* _Page_
..........
# How to move a thin metal piece with a tiny string or anything else?

Recently I was experimenting with a metal piece, and I came across a challenge.

A small piece of thin copper metal (5cm x 3cm x 0.2 cm) has to be pushed forward and to be rotated. The problem is how to get a force behind the metal piece and have a force to rotate it. The metal piece must go from left side to the right side of the picture2.

The initial idea was to bind the metal piece with a metal bar and to rotate it so that metal will rotate accordingly. However the bar is too thick. I need to use a thin, ideally <5mm, string, metal piece or anything else to control (to move forward and to rotate) the metal piece (see picture below). Using a 0.2 cm copper wire after tying a knot with the metal piece I failed to be able to rotate.

Can you give me some hints what kind of thin string or bar or anything else I may use to accomplish a forward movement through the gap of 0.5 cm between object 1 and 2 (see picture 2) and the rotation of the metal piece afterwards?

Picture 1:

Picture 2:

• So, this can only move along the axis if the "string" and rotate about the "string"? Oct 7, 2015 at 13:37
• Are you doing this by hand or is this automated? If you are moving and rotating the copper piece manually, why not use tweezers or small pliers? Oct 7, 2015 at 13:55
• Why are you tying a knot? That right there should show you that your material is too flexible. Use aa thicker wire.
– hazzey
Oct 7, 2015 at 14:39
• @ GisMofx I think so..it must be moved forward first and then rotated Oct 7, 2015 at 16:45
• @ am304 I doubt that a tweezer might get rhough the gap of 0.5 cm between the object where the piece of metal has to be pushed..do u under stand what I mean? Oct 7, 2015 at 16:45

Unless I am missing some major constraint, you have answered your own question just by stating it.

• You have a gap that is 0.5cm = 5mm. (This is the upper limit.)
• You tried a wire that was 0.2mm. (This didn't work.)

You therefore need something between those two sizes. Either make something that size or get some wire that is that size. Literally the first chart that a Google search brought me was this. It shows many different sizes of wire within your range.

Now, all of this seems very simple, which leads me once again to think that there are constraints that are missing from your question.

• Thanks! The problem I am facing is that the force I put behind the copper plate using a wire by lead was weak. It is possible to move forward however it doesnt move smoothly. Afterwards the rotation part didnt work at all. There I was thinking whether I should another wire with another material. I even thought about using a fishing line which is too thin I guess.....u see my problem? Oct 7, 2015 at 21:27
• @Sathees I see your problem; you can't push on a string (or rope). So you need something that is stiffer than either of those (i.e. a wire usually works). You could even use a wooden toothpick. Why do you keep on offering to use things that plainly won't work as you want them to (string or fishing line)? Use something that naturally can hold its own weight as a starting point.
..........
* _Record excerpts_

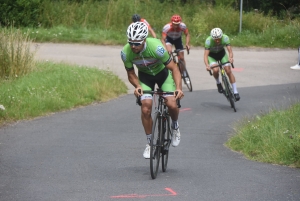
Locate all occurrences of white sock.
[146,134,152,144]
[172,120,179,130]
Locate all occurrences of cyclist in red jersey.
[161,14,190,82]
[132,14,156,38]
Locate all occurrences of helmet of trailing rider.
[127,22,148,40]
[171,15,181,24]
[210,28,223,39]
[132,14,141,22]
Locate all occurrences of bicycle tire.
[161,115,172,172]
[150,112,162,179]
[178,60,193,92]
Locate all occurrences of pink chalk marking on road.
[110,188,177,198]
[179,108,191,112]
[231,68,244,72]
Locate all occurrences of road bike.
[209,61,236,112]
[171,48,193,91]
[137,89,181,179]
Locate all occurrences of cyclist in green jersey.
[121,22,184,158]
[204,28,240,101]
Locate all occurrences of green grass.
[225,103,300,168]
[0,62,127,125]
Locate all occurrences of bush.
[0,0,42,26]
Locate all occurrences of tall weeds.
[0,27,34,79]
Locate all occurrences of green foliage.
[226,103,300,167]
[0,62,127,125]
[0,0,42,26]
[0,27,34,79]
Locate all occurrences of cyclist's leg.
[165,36,173,54]
[221,54,240,101]
[174,37,186,74]
[208,56,220,79]
[221,54,235,84]
[158,69,179,122]
[160,70,180,147]
[139,72,155,135]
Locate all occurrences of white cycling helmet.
[127,22,148,40]
[210,28,223,39]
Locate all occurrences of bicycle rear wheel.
[161,116,172,172]
[178,60,193,91]
[222,75,236,112]
[150,113,162,179]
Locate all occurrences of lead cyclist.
[204,28,240,101]
[121,22,183,158]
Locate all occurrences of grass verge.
[225,103,300,168]
[0,62,127,125]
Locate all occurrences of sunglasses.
[128,41,144,47]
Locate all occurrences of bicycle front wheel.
[178,60,193,91]
[161,116,172,172]
[150,113,162,179]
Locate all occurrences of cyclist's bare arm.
[166,60,183,99]
[161,33,167,50]
[226,45,233,63]
[127,68,142,96]
[204,50,210,71]
[149,27,156,38]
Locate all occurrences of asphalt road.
[0,44,300,201]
..........
* _Written request 1_
From the metal-piece page, reproduce the passage from "Can you give" up to and including "aa thicker wire.", without any changes.
* _Written request 2_
Using the metal-piece page, answer the following:
(a) What dimensions are given for the small piece of thin copper?
(b) How wide is the gap between object 1 and object 2?
(c) Which wooden item is mentioned as something that could be used instead of string?

* _Written response 1_
Can you give me some hints what kind of thin string or bar or anything else I may use to accomplish a forward movement through the gap of 0.5 cm between object 1 and 2 (see picture 2) and the rotation of the metal piece afterwards?

Picture 1:

Picture 2:

• So, this can only move along the axis if the "string" and rotate about the "string"? Oct 7, 2015 at 13:37
• Are you doing this by hand or is this automated? If you are moving and rotating the copper piece manually, why not use tweezers or small pliers? Oct 7, 2015 at 13:55
• Why are you tying a knot? That right there should show you that your material is too flexible. Use aa thicker wire.

* _Written response 2_
(a) 5cm x 3cm x 0.2 cm
(b) 0.5 cm
(c) A wooden toothpick